▸ **Short task**
Revise the items from the line that has "Per instance of the orange-brown" through the end of the items, changing "tree branch" to "tree limb" and leaving everything else as it is. Return only those lines.
* * *
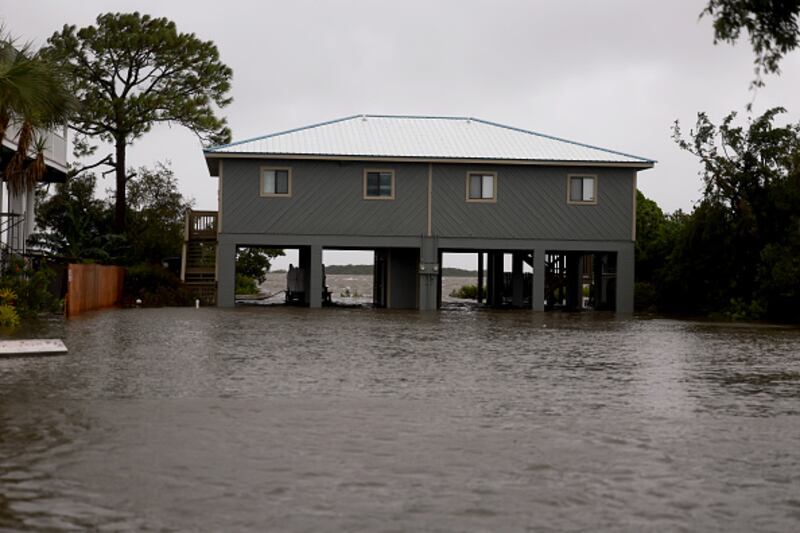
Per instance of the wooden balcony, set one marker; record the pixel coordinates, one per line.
(201, 225)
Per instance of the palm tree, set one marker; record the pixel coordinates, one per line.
(34, 96)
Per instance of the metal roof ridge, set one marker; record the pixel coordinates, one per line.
(429, 117)
(275, 134)
(561, 139)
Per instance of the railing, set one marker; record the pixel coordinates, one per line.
(201, 225)
(199, 258)
(11, 241)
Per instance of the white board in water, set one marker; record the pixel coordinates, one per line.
(32, 346)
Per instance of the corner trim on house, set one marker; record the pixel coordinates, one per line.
(430, 200)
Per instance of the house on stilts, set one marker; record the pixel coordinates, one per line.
(411, 188)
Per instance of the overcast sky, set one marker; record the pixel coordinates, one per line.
(615, 73)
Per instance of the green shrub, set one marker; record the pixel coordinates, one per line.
(467, 292)
(155, 286)
(31, 289)
(246, 285)
(9, 318)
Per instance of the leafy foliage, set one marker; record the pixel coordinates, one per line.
(772, 26)
(130, 72)
(34, 96)
(156, 214)
(155, 286)
(245, 284)
(255, 262)
(9, 318)
(30, 289)
(78, 227)
(738, 252)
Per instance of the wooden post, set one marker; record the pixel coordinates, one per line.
(516, 279)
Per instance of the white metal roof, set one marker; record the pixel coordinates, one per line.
(422, 137)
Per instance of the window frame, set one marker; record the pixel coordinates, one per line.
(596, 180)
(389, 171)
(263, 194)
(491, 200)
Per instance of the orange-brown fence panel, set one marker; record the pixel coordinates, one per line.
(91, 287)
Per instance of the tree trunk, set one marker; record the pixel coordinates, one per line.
(120, 205)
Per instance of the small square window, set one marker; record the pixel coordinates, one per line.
(276, 182)
(582, 189)
(379, 184)
(481, 187)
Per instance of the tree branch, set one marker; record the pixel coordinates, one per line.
(107, 160)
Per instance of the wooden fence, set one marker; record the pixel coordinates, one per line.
(92, 287)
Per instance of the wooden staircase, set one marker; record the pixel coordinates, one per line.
(199, 258)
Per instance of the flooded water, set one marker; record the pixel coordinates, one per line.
(368, 420)
(351, 289)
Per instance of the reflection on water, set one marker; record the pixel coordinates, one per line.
(373, 420)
* * *
▸ **Output**
Per instance of the orange-brown fence panel, set one marker; record the pixel coordinates, one per line.
(91, 287)
Per instance of the tree trunk, set one marker; record the pixel coordinates, one per line.
(120, 205)
Per instance of the small square window, set one marker; record the pixel coordinates, one per line.
(276, 182)
(582, 189)
(379, 184)
(481, 187)
Per instance of the tree limb, set one marker; record the pixel coordinates, one per line.
(107, 160)
Per instance of the wooden fence, set one marker; record the pixel coordinates, one per line.
(92, 287)
Per instance of the wooden staircase, set one marker; record the pixel coordinates, one per line.
(199, 258)
Per instance of the flooded water, set one marker; record the pixel coordinates, one per line.
(368, 420)
(351, 289)
Per instance of the reflection on water, set one marker; record the pixel coordinates, one per line.
(373, 420)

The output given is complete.